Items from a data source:
++++

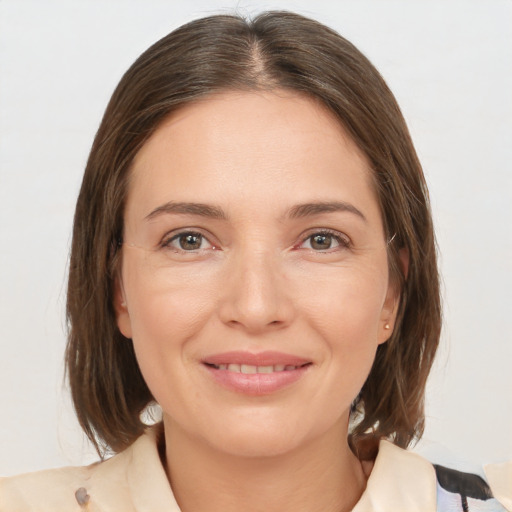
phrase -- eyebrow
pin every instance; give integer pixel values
(311, 209)
(203, 210)
(215, 212)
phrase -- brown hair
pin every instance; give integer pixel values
(275, 50)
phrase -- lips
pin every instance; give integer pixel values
(256, 374)
(251, 369)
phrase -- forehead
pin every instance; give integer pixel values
(268, 147)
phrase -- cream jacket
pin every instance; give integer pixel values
(135, 481)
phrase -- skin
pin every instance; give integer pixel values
(260, 280)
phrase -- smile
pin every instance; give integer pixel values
(258, 374)
(251, 369)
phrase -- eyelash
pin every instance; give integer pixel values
(168, 239)
(342, 240)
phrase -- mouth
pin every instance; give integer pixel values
(249, 369)
(256, 374)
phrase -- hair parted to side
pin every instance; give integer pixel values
(276, 50)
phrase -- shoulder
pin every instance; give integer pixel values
(403, 480)
(130, 481)
(66, 489)
(460, 491)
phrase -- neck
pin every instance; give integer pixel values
(322, 476)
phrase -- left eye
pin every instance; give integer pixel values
(189, 241)
(324, 241)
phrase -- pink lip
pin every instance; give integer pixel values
(256, 384)
(267, 358)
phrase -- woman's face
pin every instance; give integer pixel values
(254, 279)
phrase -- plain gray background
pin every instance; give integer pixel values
(448, 63)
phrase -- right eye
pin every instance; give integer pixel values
(188, 241)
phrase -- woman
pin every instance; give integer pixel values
(253, 249)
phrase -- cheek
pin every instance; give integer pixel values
(165, 313)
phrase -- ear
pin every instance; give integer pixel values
(392, 301)
(121, 308)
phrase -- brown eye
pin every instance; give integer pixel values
(187, 241)
(190, 242)
(325, 241)
(321, 242)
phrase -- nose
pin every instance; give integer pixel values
(256, 294)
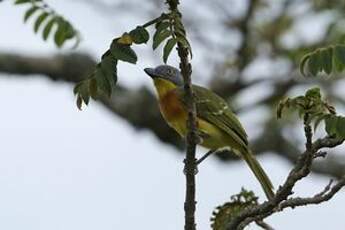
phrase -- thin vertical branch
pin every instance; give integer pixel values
(191, 139)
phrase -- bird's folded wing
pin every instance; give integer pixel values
(215, 110)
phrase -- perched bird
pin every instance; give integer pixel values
(217, 125)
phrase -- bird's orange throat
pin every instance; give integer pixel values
(170, 105)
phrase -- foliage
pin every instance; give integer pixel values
(48, 19)
(318, 110)
(168, 27)
(223, 214)
(328, 60)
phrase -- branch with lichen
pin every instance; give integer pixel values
(310, 106)
(192, 138)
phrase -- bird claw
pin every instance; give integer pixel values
(185, 170)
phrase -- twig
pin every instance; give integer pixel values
(301, 170)
(264, 225)
(192, 138)
(201, 159)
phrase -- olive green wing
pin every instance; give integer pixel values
(215, 110)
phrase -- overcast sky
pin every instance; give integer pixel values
(62, 169)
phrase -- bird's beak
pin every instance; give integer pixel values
(150, 72)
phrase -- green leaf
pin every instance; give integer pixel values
(161, 26)
(341, 127)
(17, 2)
(168, 48)
(315, 63)
(331, 125)
(123, 52)
(339, 57)
(93, 88)
(327, 59)
(109, 72)
(79, 102)
(162, 32)
(158, 38)
(30, 12)
(60, 34)
(39, 20)
(302, 64)
(185, 43)
(48, 28)
(140, 35)
(69, 31)
(319, 119)
(103, 84)
(314, 93)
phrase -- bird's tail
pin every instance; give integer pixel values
(259, 173)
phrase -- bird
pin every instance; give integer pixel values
(217, 126)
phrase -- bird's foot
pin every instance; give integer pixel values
(195, 168)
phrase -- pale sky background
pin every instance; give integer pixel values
(62, 169)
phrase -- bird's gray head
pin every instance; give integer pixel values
(166, 72)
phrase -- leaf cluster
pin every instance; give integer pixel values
(50, 21)
(172, 31)
(328, 60)
(318, 110)
(168, 27)
(103, 79)
(223, 214)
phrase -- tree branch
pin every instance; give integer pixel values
(301, 170)
(129, 104)
(192, 138)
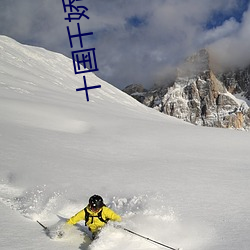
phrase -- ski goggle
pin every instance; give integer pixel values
(94, 208)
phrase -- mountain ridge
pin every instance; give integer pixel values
(200, 95)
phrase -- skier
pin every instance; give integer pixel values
(95, 214)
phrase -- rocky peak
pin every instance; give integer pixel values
(201, 97)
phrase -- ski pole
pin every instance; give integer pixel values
(146, 238)
(45, 228)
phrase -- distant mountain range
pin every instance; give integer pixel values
(201, 94)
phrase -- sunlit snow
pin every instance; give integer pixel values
(182, 185)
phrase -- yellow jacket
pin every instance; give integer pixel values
(94, 223)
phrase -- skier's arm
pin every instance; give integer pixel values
(110, 214)
(77, 217)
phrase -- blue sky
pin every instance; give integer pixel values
(136, 41)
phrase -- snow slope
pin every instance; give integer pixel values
(179, 184)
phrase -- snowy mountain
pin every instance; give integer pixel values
(182, 185)
(201, 96)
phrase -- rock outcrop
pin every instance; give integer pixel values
(199, 96)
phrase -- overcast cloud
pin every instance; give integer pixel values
(136, 41)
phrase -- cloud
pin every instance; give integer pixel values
(233, 49)
(136, 41)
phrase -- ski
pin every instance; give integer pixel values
(51, 234)
(44, 227)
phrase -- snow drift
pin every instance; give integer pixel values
(182, 185)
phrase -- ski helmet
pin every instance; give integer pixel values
(95, 202)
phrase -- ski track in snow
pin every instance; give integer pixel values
(145, 214)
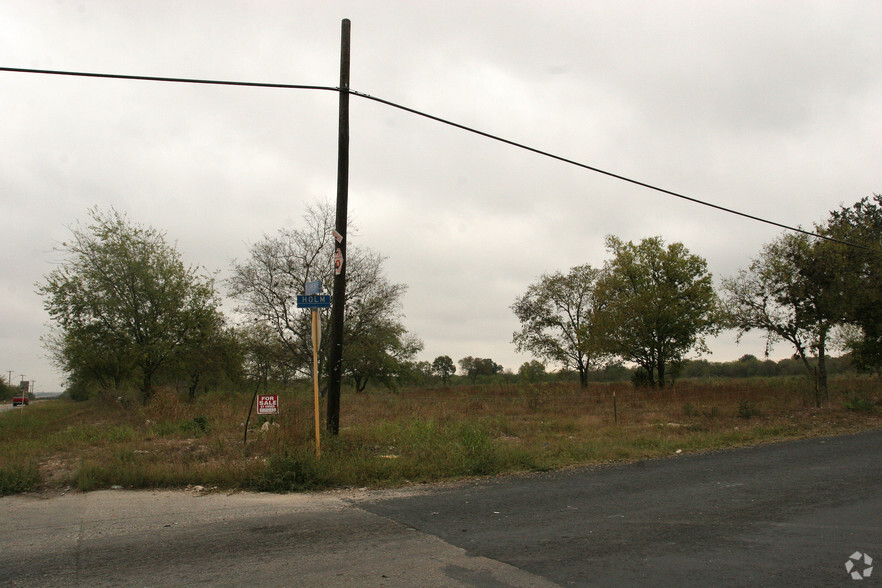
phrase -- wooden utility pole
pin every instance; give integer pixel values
(336, 351)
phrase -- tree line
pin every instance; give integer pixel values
(652, 304)
(127, 312)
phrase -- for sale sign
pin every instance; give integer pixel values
(268, 404)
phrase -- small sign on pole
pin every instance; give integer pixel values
(268, 404)
(314, 301)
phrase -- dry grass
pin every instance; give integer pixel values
(417, 435)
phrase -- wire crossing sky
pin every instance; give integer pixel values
(434, 118)
(772, 110)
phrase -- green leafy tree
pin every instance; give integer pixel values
(532, 371)
(658, 304)
(123, 302)
(861, 278)
(268, 282)
(559, 320)
(792, 292)
(443, 367)
(385, 356)
(479, 366)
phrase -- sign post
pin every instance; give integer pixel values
(314, 300)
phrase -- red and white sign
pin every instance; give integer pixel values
(268, 404)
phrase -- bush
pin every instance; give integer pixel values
(16, 478)
(746, 409)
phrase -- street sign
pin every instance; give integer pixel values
(314, 301)
(268, 404)
(338, 262)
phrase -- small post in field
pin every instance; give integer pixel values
(314, 300)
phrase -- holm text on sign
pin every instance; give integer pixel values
(268, 404)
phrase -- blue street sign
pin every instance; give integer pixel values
(316, 301)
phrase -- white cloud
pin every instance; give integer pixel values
(772, 109)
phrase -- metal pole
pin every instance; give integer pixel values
(336, 352)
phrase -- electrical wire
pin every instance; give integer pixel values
(440, 120)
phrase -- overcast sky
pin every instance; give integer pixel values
(773, 108)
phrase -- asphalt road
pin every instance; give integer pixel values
(789, 514)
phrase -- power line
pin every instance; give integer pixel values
(440, 120)
(83, 74)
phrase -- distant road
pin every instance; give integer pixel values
(790, 514)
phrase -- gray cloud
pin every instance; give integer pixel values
(770, 108)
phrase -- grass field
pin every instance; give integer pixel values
(415, 435)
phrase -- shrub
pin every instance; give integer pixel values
(16, 478)
(858, 403)
(746, 409)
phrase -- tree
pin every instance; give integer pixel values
(443, 367)
(478, 366)
(123, 302)
(792, 292)
(278, 267)
(861, 277)
(658, 304)
(558, 316)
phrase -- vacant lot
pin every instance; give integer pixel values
(414, 435)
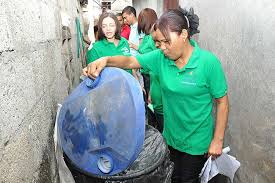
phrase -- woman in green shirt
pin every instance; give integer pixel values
(190, 78)
(146, 20)
(109, 43)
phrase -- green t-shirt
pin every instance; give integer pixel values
(105, 48)
(187, 96)
(148, 45)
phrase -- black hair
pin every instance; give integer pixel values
(100, 31)
(175, 20)
(129, 10)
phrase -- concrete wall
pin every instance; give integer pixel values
(33, 80)
(156, 5)
(241, 34)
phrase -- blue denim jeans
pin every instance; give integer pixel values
(187, 167)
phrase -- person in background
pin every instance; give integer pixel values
(125, 29)
(146, 20)
(129, 17)
(109, 43)
(191, 81)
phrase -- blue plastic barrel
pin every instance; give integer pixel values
(102, 123)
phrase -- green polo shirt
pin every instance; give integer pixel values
(105, 48)
(148, 45)
(187, 95)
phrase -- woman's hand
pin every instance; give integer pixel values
(215, 148)
(94, 68)
(131, 45)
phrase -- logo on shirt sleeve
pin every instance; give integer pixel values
(125, 51)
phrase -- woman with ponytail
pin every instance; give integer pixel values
(191, 81)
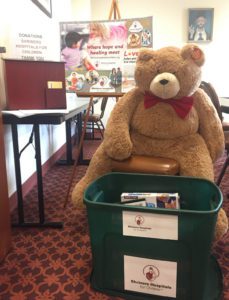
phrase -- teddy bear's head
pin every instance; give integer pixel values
(169, 72)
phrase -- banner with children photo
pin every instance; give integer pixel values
(101, 56)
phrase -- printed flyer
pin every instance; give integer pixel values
(150, 276)
(101, 56)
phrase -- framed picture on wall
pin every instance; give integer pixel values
(200, 24)
(45, 6)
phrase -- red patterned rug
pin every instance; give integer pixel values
(55, 264)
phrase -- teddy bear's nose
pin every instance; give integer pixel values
(164, 81)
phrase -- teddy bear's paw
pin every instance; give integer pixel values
(77, 195)
(221, 225)
(119, 150)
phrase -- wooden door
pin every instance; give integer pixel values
(5, 232)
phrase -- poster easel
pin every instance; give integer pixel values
(114, 10)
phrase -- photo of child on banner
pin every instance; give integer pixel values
(101, 56)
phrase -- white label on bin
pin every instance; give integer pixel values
(150, 276)
(158, 226)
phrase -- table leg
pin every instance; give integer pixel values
(21, 221)
(18, 174)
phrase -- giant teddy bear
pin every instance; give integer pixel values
(165, 115)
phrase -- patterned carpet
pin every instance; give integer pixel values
(55, 264)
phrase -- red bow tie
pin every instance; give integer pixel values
(182, 106)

++++

WHAT THE TASK ASKS
Copy the lines above word for word, beginning at the line that contains "phrase -- giant teddy bear" and running through the last line.

THE SOLUTION
phrase -- giant teddy bear
pin every instance; give integer pixel values
(165, 115)
phrase -- patterned carpet
pin every instance; give integer pixel values
(55, 264)
phrase -- red bow tie
pin every instance; give integer pixel values
(182, 106)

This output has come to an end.